YOUR INSTRUCTIONS: Below are the entries to work from; restate word for word the portion that opens with the line containing "Target: gull wing" and closes with the line containing "Target: white seagull", keeping both.

++++++++++

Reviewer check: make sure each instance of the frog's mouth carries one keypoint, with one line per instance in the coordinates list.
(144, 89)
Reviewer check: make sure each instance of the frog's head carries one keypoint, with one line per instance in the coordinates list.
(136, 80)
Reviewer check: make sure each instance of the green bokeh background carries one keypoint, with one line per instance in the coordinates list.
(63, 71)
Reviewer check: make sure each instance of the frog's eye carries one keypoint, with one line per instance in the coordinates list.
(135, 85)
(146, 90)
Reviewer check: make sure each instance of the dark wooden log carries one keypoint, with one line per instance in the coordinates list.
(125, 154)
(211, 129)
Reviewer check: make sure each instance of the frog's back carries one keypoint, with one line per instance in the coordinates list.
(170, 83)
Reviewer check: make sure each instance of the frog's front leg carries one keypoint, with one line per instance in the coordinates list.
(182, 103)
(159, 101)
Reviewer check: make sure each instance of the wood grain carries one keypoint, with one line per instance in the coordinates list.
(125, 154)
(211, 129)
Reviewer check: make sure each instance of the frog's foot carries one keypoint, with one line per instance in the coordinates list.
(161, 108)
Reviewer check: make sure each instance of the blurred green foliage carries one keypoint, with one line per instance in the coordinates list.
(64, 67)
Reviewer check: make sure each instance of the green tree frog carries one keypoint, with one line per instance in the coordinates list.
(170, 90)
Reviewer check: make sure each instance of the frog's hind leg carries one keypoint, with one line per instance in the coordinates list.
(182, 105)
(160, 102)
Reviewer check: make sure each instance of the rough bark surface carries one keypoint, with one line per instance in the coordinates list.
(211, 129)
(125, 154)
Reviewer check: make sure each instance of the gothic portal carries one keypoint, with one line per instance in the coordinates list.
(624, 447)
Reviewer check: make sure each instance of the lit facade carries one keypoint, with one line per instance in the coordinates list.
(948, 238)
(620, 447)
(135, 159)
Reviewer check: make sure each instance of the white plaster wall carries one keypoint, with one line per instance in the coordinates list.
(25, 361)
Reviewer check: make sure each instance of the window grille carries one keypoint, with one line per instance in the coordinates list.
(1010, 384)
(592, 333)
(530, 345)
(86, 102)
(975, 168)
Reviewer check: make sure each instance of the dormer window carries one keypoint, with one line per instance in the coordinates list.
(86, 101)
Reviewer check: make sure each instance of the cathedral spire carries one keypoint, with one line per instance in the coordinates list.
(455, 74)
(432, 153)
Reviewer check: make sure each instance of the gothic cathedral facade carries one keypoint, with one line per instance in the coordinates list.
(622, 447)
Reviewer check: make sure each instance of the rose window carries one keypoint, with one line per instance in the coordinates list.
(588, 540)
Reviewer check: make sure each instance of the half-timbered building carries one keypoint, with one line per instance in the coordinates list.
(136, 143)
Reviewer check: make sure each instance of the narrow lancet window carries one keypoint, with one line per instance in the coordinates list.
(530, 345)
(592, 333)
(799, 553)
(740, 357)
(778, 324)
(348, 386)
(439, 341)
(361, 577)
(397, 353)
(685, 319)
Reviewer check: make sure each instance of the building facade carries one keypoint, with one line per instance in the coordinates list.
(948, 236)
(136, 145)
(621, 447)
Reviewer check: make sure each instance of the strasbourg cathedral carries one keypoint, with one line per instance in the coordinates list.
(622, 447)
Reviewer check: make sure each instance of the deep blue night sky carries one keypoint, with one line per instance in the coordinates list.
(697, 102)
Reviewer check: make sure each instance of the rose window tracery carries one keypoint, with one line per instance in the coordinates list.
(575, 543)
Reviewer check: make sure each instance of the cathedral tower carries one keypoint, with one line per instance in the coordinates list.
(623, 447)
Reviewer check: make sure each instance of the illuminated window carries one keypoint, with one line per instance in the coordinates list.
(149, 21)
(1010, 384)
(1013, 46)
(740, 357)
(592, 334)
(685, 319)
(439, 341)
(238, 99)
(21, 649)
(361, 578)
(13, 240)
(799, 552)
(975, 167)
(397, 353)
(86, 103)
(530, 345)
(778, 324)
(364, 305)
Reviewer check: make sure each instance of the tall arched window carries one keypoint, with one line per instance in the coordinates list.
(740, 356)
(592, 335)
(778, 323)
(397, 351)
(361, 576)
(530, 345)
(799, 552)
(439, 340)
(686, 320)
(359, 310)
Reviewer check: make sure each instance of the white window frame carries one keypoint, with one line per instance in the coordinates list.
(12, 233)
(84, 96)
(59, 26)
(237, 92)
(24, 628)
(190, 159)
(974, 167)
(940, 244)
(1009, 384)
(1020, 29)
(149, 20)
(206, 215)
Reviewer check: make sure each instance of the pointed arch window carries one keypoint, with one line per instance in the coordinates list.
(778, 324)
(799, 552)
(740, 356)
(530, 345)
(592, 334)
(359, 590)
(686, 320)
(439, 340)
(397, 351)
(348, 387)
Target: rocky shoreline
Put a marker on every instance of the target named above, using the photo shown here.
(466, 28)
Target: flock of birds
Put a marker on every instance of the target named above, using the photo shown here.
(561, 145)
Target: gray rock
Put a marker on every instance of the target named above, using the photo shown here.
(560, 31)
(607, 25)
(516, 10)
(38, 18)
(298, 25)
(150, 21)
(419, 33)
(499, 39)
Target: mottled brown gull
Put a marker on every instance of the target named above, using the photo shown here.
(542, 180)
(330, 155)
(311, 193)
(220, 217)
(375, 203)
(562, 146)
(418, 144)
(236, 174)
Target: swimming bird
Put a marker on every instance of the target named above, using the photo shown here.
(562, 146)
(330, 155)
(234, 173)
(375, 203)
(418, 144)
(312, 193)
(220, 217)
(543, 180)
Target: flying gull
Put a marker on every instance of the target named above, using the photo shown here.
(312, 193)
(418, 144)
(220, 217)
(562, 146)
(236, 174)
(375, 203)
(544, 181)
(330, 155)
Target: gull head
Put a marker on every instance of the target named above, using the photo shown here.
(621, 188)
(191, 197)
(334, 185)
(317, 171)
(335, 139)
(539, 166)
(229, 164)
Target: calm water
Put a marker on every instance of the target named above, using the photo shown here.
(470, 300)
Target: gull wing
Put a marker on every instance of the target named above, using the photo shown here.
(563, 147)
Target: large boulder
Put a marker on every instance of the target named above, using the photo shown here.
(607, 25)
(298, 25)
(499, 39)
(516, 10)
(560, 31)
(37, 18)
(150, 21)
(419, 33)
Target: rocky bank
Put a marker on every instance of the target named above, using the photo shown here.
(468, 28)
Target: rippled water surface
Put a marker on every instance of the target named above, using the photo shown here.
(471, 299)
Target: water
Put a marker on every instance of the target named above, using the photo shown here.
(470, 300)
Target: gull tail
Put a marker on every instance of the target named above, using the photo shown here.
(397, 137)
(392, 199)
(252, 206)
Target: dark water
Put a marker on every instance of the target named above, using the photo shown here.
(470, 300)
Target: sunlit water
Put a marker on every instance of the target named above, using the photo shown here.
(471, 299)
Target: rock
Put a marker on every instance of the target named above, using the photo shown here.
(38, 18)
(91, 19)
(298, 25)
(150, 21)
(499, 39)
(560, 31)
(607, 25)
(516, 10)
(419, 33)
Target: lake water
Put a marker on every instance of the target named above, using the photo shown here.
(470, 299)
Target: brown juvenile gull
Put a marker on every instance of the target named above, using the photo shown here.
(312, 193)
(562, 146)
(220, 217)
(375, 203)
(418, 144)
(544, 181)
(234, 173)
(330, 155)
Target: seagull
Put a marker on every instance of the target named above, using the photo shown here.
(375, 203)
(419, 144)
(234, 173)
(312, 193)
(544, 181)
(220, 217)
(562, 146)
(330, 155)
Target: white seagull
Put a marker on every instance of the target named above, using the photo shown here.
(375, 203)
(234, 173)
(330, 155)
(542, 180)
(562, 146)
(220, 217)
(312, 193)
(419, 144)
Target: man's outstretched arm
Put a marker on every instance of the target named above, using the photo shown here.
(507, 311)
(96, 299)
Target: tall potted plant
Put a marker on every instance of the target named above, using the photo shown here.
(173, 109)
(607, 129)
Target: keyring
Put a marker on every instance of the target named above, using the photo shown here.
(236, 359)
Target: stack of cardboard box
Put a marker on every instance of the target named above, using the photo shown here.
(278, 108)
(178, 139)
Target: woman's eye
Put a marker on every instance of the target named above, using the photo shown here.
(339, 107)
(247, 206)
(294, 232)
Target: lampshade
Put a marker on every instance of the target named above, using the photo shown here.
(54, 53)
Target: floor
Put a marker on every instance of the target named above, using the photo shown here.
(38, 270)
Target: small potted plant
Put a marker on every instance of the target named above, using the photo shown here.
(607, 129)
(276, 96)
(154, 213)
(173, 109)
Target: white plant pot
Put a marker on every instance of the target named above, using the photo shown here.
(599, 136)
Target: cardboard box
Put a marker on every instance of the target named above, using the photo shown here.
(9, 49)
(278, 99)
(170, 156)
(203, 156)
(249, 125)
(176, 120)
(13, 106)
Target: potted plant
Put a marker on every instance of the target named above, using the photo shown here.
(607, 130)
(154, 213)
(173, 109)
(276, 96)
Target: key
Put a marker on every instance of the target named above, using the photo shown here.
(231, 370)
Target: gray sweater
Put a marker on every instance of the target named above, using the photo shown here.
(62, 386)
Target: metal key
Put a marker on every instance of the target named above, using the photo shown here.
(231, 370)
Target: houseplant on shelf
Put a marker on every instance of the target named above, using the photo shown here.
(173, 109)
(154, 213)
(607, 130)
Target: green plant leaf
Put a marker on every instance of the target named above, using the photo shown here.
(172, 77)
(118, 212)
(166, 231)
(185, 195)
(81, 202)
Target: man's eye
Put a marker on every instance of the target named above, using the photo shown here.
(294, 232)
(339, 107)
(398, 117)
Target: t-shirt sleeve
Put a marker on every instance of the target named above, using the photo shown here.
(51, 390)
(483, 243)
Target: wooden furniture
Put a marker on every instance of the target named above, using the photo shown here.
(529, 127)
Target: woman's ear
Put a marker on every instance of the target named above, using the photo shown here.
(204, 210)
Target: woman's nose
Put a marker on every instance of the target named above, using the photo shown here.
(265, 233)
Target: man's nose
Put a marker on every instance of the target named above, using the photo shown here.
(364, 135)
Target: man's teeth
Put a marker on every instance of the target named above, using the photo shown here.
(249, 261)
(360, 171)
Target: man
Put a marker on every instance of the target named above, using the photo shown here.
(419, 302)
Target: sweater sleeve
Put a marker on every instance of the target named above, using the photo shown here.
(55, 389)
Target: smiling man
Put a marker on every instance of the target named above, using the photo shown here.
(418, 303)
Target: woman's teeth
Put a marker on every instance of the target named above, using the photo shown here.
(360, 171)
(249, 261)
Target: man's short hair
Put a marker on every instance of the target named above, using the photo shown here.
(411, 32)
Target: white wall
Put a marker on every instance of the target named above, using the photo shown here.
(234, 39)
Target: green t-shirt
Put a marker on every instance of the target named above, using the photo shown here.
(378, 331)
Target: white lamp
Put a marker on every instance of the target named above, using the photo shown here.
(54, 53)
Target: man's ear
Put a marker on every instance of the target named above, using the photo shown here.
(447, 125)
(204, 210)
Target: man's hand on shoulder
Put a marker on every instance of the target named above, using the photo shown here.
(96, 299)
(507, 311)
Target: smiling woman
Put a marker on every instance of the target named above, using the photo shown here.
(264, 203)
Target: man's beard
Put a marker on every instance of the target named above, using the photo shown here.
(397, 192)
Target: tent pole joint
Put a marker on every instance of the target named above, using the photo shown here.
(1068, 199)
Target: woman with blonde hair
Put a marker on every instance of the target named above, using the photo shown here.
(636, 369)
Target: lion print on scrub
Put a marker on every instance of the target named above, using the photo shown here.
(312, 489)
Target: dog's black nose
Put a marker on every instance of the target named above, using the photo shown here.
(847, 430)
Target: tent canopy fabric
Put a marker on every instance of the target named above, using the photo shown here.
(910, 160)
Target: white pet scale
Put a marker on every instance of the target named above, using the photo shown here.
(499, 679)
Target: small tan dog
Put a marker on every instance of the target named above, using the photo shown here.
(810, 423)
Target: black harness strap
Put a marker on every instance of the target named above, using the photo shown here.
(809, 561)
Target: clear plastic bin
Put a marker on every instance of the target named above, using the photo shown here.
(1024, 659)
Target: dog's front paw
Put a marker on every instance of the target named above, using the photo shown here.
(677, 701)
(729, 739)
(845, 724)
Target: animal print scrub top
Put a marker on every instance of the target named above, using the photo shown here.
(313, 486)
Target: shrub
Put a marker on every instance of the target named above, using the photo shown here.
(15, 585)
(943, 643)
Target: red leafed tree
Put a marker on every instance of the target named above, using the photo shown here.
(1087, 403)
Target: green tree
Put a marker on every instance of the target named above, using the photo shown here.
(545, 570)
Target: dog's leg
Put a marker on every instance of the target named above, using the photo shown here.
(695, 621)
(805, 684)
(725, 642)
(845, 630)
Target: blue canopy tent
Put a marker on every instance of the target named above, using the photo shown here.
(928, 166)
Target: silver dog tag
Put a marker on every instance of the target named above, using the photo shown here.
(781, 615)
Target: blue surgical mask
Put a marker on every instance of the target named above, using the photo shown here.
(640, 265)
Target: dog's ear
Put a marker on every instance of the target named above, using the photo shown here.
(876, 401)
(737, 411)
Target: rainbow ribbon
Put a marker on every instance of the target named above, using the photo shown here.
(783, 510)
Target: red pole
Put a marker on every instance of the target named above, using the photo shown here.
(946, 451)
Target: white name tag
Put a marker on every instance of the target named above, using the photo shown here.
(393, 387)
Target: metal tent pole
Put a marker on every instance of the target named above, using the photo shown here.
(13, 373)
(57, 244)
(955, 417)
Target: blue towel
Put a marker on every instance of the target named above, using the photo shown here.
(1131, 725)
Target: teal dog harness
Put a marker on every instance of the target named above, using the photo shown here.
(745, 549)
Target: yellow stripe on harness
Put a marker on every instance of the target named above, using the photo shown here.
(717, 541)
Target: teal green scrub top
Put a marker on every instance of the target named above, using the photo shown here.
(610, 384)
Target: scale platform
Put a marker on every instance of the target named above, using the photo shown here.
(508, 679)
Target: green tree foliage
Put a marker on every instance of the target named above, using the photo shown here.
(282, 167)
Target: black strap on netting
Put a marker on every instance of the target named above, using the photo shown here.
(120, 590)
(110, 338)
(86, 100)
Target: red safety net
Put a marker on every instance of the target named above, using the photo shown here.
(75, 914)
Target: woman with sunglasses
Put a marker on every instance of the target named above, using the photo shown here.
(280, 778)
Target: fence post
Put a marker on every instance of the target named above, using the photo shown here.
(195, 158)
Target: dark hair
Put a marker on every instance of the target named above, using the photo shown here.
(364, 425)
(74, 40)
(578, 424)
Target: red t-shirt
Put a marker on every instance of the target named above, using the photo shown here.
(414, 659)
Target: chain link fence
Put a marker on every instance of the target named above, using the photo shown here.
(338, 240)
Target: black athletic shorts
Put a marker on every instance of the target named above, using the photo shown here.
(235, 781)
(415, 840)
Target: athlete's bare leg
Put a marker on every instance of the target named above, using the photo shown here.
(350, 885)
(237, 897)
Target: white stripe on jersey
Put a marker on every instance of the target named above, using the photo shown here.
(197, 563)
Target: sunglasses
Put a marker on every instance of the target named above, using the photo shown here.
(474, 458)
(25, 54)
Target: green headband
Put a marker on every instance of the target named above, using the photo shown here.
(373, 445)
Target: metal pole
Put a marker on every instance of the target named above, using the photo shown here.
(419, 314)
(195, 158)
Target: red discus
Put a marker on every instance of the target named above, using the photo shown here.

++++++++++

RESPONSE FOR THIS EXERCISE:
Target: gull wing
Put a marker on every instance of the target named above, using the photo shown here.
(563, 147)
Target: large boulder
Put a marker on every instance of the target named above, using the photo shown here.
(607, 25)
(298, 25)
(499, 39)
(516, 10)
(560, 31)
(37, 18)
(150, 21)
(419, 33)
Target: rocky bank
Put a marker on every instance of the target named above, using the photo shown here.
(468, 28)
Target: rippled water surface
Put a marker on every instance of the target named above, using the photo shown here.
(471, 299)
Target: water
Put a marker on every instance of the target named above, using the photo shown here.
(470, 300)
Target: gull tail
Put a marker on every instance of the target named above, using the photo shown here.
(397, 137)
(392, 199)
(252, 206)
Target: dark water
Put a marker on every instance of the target named above, using the photo shown here.
(470, 300)
Target: sunlit water
Put a marker on every instance of the target named above, using the photo shown here.
(471, 299)
Target: rock
Put a marker on every instance of the target named above, using the photo shown here.
(38, 18)
(91, 19)
(298, 25)
(150, 21)
(499, 39)
(560, 31)
(607, 25)
(516, 10)
(419, 33)
Target: lake water
Put a marker on every instance of the target named above, using the photo shown here.
(470, 299)
Target: brown juvenile gull
Put a marker on every instance of the target named above, using the photo shown here.
(312, 193)
(562, 146)
(220, 217)
(375, 203)
(418, 144)
(544, 181)
(234, 173)
(330, 155)
Target: seagull
Put a marker on every instance of the target named above, using the photo shown here.
(375, 203)
(419, 144)
(234, 173)
(312, 193)
(544, 181)
(220, 217)
(562, 146)
(330, 155)
Target: white seagull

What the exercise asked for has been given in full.